Set of tasks.
1. In the text on detecting miRNA, what two drawbacks of next-generation sequencing are named besides its inability to accurately measure miRNA levels?
2. Carry the text on detecting miRNA forward from its final line.

─── Text segment

Unlocking the mysteries of miRNA

Through the years, miRNA has proven difficult to detect due to its small size and low abundance. There are three methods commonly used in detecting and quantifying miRNA. The first relies on next-generation sequencing (NGS), which generates sequence information for all miRNAs present in a sample. While this makes NGS useful for discovering novel miRNA variants, the technique is costly and requires large amounts of input material. Furthermore, NGS cannot accurately measure miRNA levels.

Another technique is the microarray, which compares changes in miRNA expression. Microarrays rely on the binding of miRNA to fluorescent probes, with the resulting optical signal indicating the relative quantity of DNA. The brighter the signal, the more there is of a specific miRNA. Like NGS, however, microarrays are not quantitative, making them sometimes unable to detect very low levels of miRNA. 

Unlike the two previous methods, reverse transcription-quantitative polymerase chain reaction (RT-qPCR) has the ability to quantify the amount of miRNA in a given sample. MiRXES’ miRNA-based diagnostic products rely on RT-qPCR, albeit with a unique twist that makes our technology far more sensitive than the rest. 

As easy as one, two, three (primers)

──────
─── Available data

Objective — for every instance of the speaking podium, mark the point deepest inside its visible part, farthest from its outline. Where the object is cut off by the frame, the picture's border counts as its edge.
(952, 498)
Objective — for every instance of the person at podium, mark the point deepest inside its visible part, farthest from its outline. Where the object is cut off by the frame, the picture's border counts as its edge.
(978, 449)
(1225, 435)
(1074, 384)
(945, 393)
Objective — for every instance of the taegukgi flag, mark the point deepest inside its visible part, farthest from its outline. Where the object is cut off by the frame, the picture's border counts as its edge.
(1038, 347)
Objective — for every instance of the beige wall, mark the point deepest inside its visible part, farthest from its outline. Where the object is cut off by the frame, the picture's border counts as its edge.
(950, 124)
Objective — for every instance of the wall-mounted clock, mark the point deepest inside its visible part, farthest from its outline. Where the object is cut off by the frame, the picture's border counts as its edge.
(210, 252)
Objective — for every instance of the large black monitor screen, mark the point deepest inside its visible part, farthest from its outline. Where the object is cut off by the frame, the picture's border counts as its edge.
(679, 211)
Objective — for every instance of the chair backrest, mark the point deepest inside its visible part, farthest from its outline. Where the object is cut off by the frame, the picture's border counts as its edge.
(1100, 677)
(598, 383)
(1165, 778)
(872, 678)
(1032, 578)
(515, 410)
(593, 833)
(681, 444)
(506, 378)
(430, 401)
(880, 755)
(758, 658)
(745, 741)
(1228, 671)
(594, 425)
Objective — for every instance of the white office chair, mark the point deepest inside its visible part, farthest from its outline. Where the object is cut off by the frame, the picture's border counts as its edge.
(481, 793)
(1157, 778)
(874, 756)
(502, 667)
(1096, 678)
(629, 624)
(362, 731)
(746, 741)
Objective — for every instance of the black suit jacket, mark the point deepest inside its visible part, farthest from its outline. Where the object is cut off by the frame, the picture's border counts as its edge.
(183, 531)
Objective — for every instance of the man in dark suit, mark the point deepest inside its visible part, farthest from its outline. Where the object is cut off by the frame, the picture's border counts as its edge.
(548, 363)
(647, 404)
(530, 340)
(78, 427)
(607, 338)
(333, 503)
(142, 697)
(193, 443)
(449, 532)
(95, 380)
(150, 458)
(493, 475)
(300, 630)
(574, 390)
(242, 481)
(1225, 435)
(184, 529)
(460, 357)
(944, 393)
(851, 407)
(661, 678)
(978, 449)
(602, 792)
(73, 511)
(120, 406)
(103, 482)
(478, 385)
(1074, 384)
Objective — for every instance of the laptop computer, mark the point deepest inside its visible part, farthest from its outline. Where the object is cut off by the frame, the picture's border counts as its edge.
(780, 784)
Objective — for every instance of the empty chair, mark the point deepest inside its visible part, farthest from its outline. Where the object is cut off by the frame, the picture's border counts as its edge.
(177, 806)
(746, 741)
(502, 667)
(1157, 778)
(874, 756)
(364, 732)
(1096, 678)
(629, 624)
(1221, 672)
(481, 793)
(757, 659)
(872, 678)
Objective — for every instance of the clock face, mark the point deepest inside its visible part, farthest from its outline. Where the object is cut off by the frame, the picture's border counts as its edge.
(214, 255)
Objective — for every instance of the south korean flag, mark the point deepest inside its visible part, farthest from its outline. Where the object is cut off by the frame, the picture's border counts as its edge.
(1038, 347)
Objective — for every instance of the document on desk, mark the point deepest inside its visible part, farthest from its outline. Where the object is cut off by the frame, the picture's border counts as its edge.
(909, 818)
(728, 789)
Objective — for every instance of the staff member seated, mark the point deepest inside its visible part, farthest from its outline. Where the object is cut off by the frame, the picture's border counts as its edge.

──────

Responses by task.
1. It is costly and requires large amounts of input material.

2.
MiRXES’ patented RT-qPCR technology relies on the three-primer approach. The first kind of primer comes into play during the initial step of RT-qPCR, called reverse transcription. In this step, the enzyme reverse transcriptase converts miRNA into complementary sequences of DNA. This is made possible by using conformation-restricted primers designed specifically for each miRNA. These primers are distinguished by their stem loop structures, which prevent the primers from detaching easily once it binds to the miRNA.

After reverse transcription, the resulting DNA is amplified with the help of forward and reverse primers that attach on either side of the sequence, further ensuring specificity. With each cycle of PCR, the amount of DNA in the sample exponentially multiplies until it reaches a detectable level.

Finally, to quantify the DNA (and by extension, the target miRNA), PCR progress is tracked by the machine in real-time using dyes that nestle in between the DNA bases. As each dye corresponds to a distinct sequence, multiple miRNA can be detected and quantified even in a single set-up. Collectively, these three primers guarantee the sensitive, specific and robust detection of miRNA in biological samples.